Entries from an annotation dataset
--

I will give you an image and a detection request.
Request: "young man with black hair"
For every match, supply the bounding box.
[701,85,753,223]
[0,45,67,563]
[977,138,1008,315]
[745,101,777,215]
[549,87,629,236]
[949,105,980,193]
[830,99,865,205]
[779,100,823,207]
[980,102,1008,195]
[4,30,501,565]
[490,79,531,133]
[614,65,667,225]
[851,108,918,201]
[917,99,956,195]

--

▶ _TASK INSTRUCTIONS_
Copy out all of the lines above word for word, changing nothing.

▶ _ANSWER FOR THE TASK_
I will give you an image and a detection request.
Request: "young man with black hair"
For every match, supply the bounding box.
[701,85,753,223]
[0,45,67,563]
[977,138,1008,315]
[745,101,777,215]
[549,87,629,236]
[949,105,980,193]
[830,99,865,205]
[779,100,823,207]
[980,102,1008,195]
[4,30,501,565]
[490,79,531,133]
[614,65,667,225]
[851,108,918,201]
[917,99,956,195]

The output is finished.